----- Material
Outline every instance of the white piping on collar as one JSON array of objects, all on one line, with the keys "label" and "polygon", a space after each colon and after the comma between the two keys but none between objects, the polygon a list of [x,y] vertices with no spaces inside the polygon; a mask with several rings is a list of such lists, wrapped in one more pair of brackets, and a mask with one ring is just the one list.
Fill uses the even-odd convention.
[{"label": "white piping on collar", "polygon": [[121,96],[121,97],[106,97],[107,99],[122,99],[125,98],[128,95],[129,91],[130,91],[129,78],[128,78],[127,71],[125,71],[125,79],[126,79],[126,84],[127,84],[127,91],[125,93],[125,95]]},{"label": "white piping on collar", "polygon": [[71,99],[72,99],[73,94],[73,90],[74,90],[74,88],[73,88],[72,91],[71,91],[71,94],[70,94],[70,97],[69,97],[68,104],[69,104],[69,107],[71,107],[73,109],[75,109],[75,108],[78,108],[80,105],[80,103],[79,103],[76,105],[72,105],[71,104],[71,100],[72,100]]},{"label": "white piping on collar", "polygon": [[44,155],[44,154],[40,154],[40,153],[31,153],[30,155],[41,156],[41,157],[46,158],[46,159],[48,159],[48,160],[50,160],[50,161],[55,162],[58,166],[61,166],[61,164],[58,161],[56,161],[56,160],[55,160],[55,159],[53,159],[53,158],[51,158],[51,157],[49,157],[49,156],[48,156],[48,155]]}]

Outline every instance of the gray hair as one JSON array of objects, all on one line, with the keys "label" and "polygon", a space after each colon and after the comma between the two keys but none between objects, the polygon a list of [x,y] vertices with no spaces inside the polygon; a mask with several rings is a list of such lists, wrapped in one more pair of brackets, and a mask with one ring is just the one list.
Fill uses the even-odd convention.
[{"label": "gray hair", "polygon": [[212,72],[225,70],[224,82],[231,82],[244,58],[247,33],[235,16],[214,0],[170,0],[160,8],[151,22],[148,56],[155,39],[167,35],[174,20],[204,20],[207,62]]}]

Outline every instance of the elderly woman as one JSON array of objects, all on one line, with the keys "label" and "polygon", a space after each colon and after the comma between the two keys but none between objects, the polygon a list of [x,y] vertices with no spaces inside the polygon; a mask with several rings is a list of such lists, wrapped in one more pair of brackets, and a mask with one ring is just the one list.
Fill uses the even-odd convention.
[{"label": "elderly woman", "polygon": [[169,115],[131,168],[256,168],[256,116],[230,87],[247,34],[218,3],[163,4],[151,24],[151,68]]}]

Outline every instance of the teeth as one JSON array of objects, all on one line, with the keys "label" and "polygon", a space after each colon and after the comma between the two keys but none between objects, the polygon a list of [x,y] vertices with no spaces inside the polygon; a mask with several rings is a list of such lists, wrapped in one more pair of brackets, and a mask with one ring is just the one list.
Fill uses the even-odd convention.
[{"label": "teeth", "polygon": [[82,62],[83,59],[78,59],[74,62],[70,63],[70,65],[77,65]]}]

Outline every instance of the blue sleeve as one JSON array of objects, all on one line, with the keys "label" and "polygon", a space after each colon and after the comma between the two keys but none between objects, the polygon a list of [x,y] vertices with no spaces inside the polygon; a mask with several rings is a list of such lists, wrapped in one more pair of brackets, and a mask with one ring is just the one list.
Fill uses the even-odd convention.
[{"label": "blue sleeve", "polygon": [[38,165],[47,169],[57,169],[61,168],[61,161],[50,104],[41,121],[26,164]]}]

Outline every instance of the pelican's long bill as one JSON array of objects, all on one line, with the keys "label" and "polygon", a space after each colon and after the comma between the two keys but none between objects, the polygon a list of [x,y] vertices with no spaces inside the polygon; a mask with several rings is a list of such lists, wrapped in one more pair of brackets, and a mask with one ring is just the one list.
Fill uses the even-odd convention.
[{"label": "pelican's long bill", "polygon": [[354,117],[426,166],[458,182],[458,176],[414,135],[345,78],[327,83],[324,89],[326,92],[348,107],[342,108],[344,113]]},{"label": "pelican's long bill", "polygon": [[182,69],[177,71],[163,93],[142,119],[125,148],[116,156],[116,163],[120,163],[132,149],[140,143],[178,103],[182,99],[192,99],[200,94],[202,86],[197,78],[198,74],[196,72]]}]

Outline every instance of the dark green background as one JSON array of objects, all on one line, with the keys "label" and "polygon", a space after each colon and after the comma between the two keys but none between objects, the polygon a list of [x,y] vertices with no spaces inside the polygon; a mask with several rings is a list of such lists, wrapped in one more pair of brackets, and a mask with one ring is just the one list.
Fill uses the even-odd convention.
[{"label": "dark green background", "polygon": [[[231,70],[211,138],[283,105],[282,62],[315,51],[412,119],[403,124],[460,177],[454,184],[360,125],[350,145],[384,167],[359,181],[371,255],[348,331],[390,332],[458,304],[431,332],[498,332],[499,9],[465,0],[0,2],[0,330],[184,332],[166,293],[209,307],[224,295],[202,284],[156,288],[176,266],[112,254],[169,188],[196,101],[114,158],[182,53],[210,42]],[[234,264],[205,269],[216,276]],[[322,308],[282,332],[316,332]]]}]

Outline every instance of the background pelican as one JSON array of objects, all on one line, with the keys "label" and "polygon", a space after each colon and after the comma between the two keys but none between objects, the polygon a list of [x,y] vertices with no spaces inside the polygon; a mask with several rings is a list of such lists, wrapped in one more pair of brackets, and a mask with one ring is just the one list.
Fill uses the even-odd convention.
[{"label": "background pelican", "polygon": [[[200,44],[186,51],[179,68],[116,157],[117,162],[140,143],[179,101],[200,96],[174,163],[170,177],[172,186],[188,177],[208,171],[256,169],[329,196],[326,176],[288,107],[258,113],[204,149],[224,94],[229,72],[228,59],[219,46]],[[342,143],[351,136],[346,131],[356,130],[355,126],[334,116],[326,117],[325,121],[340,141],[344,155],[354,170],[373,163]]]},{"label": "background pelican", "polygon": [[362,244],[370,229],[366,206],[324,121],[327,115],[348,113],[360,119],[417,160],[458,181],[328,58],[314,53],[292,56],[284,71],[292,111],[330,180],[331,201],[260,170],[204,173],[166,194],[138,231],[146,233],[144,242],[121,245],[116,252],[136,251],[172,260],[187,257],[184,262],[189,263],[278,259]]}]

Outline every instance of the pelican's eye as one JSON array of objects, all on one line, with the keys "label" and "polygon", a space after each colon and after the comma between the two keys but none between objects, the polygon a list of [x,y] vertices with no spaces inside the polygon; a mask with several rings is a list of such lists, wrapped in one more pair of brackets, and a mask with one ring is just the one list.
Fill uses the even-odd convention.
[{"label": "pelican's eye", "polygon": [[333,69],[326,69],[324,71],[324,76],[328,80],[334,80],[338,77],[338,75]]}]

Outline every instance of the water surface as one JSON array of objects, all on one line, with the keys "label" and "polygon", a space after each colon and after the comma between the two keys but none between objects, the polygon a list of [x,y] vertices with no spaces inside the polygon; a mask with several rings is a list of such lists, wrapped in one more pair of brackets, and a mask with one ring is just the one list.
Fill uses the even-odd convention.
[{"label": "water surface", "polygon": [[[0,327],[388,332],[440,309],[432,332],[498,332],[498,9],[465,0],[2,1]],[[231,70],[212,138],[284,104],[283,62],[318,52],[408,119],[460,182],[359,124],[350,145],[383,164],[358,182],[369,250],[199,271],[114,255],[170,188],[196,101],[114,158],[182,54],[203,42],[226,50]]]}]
----------
How many lines above contain the word "elderly"? Reply with the number alone.

Correct answer.
2